Produce a word-for-word copy of the listing below without its pictures.
Start DATA SECTION
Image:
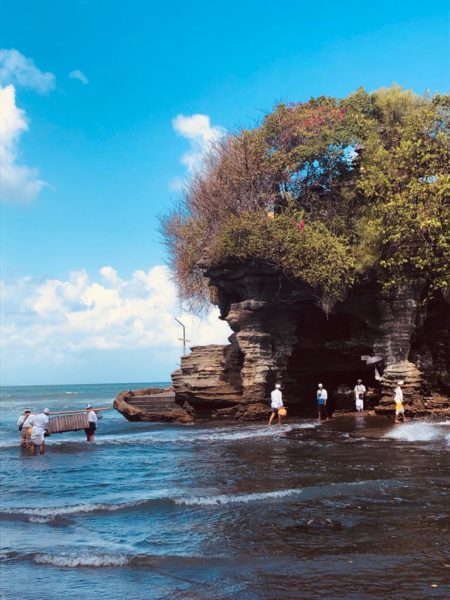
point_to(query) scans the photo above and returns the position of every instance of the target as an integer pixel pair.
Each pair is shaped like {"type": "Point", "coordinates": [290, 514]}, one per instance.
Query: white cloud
{"type": "Point", "coordinates": [197, 129]}
{"type": "Point", "coordinates": [18, 70]}
{"type": "Point", "coordinates": [79, 75]}
{"type": "Point", "coordinates": [18, 182]}
{"type": "Point", "coordinates": [54, 322]}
End DATA SECTION
TASK RESPONSE:
Image:
point_to(query) scans the photo above and returns the position of every instance of the target as an integer pixel pair.
Each pair is shaped like {"type": "Point", "coordinates": [290, 514]}, one per instance.
Query: white cloud
{"type": "Point", "coordinates": [197, 129]}
{"type": "Point", "coordinates": [18, 70]}
{"type": "Point", "coordinates": [79, 75]}
{"type": "Point", "coordinates": [18, 182]}
{"type": "Point", "coordinates": [54, 322]}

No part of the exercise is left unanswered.